::: TEXTO DADO :::

El trabajo de animación de rotoscopiado es, en mi opinión, el punto más sólido que tiene esta película de Linklater que tiene ya cerca de un mes de haberse estrenado en la plataforma de streaming de Netflix. Pero por alguna razón, durante una hora y casi cuarenta minutos, me da la impresión de que no va a ningún sitio con ese ritmo que avanza accidentadamente, como un cohete a punto de estrellarse sobre la luna. Su viaje fantástico sobre la niñez es bienintencionado, pero orbita demasiado alrededor del satélite de los clichés de mayoría de edad y nunca se sale de la aburrida rutina de repetir la misma fórmula de nostalgia sobre la vida doméstica de los 60, a través de los ojos de un chaval que lo único que hace es imaginar que labora como astronauta para la NASA y, ocasionalmente, sentarse junto a su familia para ver programas de televisión de los sábados por la mañana.


Stanley y su familia.

 

La historia de la película se sitúa en 1969 y narra las ocurrencias de ese chiquillo que responde al nombre de Stanley (Milo Coy). Stanley es el menor de seis hermanos y vive con sus padres en una casa en un residencial de Space City en Houston, Texas, próximo al centro de lanzamiento de la NASA. Tiene tres hermanas y dos hermanos. Su padre trabaja como encargado de una pequeña oficina de entrevistas en la agencia, y su madre, en cambio es una ama de llaves que reparte su tiempo entre los quehaceres caseros y la necesidad de educar a sus hijos en los deberes morales que no se aprenden en el colegio. A simple vista es un niño despreocupado, cándido, travieso, que pasa los días jugando béisbol en el parque con sus amigos y asistiendo a la escuela primaria Ed White en la que usualmente se mete en problemas por ejecutar travesuras como estudiante de cuarto grado. Por su aparente inteligencia, un día Stanley es reclutado por dos oficiales de la NASA para una misión del programa Apolo 10 para ocupar el puesto de un módulo diseñado por equivocación para el tamaño de un astronauta infantil, con la finalidad de ser el primer niño en viajar a la Luna.

Linklater, que basa al protagonista en sus propias experiencias como niño, retrata a Stanley como un chico bastante curioso que empieza a entender el mundo inestable de los adultos que lo rodean desde la óptica de la ingenuidad más cálida. Por una parte relata la odisea del púber de convertirse en astronauta; por la otra habla de los dilemas de la vida cotidiana en el núcleo familiar. A través de la voz en off de un Stanley adulto (Jack Black), describe con ligereza y con cierto registro documental, algunos episodios históricos ocurridos en la ciudad de Houston que, por la edad, el infante no puede comprender, como el discurso de John F. Kennedy en la Universidad de Rise, la inauguración del gigantesco Astrodome como el primer estadio cubierto del mundo, la comercialización de los primeros teléfonos con botones, la lucha por los derechos civiles, los hippies, la guerra de Vietnam, el programa espacial del Mercury y los siete astronautas icónicos, los programas de Apolo que tocaron la superficie lunar. Por el otro, traza la perspectiva familiar del niño cuando este disfruta de la cotidianidad al lado de sus padres y de sus hermanos, como en los instantes en que van al autocine en el coche del padre tacaño; las anécdotas sobre las teorías conspirativas que escuchan de la abuela; las mentirillas de Stanley frente a los compañeros de clase; el material encontrado de las películas familiares que ven a través del proyector; los juegos al aire libre en las calles de la comunidad; las reuniones familiares frente al televisor para ver religiosamente los shows favoritos de TV como Dark Shadows, los locos Adams, Mi bella genio, Batman, La dimensión desconocida, Bonanza, La familia Munster, El avispón verde, entre otros.

::: EXTRACTOS DE DATOS :::

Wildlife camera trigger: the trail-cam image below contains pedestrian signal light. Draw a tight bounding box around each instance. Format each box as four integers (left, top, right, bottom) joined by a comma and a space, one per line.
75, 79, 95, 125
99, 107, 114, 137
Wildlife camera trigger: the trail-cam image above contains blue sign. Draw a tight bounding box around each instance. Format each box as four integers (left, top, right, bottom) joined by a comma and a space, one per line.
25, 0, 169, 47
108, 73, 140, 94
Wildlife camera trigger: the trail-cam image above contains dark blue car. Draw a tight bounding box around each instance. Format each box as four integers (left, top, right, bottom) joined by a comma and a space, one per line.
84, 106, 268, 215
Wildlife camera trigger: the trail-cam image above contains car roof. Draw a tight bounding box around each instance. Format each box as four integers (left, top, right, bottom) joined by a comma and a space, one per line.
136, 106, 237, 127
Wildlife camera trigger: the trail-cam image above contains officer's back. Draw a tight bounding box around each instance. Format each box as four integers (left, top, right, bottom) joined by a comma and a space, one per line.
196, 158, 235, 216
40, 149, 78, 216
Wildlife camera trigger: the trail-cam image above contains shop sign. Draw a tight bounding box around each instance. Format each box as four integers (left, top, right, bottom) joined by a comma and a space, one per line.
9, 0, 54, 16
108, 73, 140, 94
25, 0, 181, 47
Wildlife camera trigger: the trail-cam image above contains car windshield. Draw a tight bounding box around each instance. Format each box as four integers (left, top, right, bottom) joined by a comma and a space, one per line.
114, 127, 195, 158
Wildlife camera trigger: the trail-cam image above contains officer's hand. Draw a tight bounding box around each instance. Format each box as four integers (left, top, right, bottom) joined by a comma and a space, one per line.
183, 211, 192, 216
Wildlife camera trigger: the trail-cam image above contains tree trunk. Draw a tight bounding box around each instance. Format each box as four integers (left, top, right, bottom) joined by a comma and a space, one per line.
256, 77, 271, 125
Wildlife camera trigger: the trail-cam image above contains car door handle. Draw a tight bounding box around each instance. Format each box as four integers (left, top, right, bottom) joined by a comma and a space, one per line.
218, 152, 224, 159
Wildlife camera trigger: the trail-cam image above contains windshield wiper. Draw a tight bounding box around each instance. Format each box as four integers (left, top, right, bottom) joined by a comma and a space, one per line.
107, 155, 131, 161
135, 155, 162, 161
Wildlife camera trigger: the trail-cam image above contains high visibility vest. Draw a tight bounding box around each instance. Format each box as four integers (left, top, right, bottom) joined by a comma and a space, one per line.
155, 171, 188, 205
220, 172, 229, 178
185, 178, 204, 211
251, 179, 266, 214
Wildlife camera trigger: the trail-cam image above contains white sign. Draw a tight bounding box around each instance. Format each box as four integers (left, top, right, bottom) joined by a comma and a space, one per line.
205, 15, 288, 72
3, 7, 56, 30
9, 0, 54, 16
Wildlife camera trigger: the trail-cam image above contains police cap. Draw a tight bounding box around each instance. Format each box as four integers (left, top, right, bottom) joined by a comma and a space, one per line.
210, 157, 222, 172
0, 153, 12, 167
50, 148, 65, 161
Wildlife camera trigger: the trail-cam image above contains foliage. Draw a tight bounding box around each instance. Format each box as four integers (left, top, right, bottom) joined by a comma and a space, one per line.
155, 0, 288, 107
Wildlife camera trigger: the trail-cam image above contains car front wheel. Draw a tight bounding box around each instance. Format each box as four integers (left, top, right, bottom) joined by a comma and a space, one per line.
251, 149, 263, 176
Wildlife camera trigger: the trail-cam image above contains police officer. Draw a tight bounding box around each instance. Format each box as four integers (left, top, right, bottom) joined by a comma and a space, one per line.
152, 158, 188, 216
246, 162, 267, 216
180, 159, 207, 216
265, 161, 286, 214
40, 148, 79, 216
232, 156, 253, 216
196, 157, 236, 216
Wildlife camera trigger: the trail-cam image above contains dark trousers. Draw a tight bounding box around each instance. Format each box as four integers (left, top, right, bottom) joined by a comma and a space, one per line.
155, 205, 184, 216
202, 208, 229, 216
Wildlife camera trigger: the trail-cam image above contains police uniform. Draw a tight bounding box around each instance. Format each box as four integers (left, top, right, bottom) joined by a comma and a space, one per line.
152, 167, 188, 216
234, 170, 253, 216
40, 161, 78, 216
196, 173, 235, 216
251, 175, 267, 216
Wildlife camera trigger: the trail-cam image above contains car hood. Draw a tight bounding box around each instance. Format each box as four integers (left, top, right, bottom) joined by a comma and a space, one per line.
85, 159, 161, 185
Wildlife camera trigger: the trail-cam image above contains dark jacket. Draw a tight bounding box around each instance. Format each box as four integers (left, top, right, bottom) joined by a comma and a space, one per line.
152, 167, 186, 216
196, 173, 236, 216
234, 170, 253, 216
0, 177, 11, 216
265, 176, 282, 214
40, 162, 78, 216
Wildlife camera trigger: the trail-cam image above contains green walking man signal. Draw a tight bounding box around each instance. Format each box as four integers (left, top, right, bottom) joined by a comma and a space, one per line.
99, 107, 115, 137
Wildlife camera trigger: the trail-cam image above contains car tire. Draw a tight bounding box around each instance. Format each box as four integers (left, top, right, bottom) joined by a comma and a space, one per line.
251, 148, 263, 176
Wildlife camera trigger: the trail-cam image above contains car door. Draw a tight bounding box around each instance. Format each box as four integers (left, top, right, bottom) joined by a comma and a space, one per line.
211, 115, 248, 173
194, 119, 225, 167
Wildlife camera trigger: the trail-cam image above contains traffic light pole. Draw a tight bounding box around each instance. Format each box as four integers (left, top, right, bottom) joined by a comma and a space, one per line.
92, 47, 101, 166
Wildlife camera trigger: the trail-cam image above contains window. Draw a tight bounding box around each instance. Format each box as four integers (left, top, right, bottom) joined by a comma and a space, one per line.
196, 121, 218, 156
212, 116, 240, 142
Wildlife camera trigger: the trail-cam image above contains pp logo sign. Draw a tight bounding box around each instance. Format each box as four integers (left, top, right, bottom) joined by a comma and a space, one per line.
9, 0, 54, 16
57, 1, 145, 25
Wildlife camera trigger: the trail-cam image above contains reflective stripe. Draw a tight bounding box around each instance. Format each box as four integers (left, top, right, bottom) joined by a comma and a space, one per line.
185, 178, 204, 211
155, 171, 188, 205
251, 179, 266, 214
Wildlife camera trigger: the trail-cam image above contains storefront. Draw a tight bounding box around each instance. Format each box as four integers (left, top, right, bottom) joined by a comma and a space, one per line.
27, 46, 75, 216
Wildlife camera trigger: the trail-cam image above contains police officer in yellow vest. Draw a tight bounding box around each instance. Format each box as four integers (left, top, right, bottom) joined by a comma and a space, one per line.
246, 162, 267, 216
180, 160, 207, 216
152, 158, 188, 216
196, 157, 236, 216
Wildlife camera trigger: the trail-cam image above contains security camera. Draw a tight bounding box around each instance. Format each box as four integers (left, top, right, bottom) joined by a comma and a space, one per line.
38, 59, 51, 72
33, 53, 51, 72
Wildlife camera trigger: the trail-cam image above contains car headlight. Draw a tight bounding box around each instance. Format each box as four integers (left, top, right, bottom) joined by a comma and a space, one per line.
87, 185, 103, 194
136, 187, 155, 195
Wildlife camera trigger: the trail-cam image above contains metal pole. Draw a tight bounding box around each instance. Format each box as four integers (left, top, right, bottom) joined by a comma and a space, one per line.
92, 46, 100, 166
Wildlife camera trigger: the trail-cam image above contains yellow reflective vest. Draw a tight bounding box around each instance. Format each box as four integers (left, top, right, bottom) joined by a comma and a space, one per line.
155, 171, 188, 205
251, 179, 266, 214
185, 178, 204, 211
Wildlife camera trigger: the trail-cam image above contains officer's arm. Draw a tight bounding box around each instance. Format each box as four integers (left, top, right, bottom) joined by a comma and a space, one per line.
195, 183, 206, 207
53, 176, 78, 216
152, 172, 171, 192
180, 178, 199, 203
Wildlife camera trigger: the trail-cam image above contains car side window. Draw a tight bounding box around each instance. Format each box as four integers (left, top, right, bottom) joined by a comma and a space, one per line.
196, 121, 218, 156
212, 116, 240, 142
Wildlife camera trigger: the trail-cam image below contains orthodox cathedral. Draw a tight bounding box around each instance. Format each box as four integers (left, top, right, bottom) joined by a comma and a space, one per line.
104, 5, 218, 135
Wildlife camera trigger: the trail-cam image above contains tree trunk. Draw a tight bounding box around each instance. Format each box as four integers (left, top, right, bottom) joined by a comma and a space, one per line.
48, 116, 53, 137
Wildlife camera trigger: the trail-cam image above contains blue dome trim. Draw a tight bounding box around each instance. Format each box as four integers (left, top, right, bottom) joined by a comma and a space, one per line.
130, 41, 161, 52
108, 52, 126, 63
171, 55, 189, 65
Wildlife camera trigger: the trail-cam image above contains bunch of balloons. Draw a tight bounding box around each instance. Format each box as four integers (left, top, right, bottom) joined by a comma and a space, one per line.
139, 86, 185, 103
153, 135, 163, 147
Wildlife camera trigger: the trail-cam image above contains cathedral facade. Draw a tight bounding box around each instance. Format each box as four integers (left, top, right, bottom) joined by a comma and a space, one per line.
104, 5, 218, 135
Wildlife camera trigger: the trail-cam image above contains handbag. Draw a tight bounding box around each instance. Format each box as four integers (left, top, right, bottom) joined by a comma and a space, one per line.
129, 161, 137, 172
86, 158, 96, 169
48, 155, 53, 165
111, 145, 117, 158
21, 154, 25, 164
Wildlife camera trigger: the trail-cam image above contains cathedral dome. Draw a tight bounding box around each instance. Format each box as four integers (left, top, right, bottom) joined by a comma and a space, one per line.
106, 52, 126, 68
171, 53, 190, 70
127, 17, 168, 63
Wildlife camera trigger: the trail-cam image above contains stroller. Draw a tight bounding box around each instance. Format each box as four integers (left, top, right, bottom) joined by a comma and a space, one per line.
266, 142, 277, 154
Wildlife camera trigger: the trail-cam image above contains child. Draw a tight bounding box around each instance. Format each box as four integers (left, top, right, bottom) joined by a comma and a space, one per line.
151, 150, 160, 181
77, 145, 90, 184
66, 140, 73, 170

:::

CONSIGNA 1 ▸
Transcribe literalmente el pasaje del texto dado que va de "El trabajo de" a "por la mañana.".
CONSIGNA 2 ▸
Según el texto dado, ¿en qué año transcurre la historia de la película?
Los ítems no hacen falta para resolver nada.

SOLUCIÓN COMPLETA 1 ▸
El trabajo de animación de rotoscopiado es, en mi opinión, el punto más sólido que tiene esta película de Linklater que tiene ya cerca de un mes de haberse estrenado en la plataforma de streaming de Netflix. Pero por alguna razón, durante una hora y casi cuarenta minutos, me da la impresión de que no va a ningún sitio con ese ritmo que avanza accidentadamente, como un cohete a punto de estrellarse sobre la luna. Su viaje fantástico sobre la niñez es bienintencionado, pero orbita demasiado alrededor del satélite de los clichés de mayoría de edad y nunca se sale de la aburrida rutina de repetir la misma fórmula de nostalgia sobre la vida doméstica de los 60, a través de los ojos de un chaval que lo único que hace es imaginar que labora como astronauta para la NASA y, ocasionalmente, sentarse junto a su familia para ver programas de televisión de los sábados por la mañana.

SOLUCIÓN COMPLETA 2 ▸
En 1969.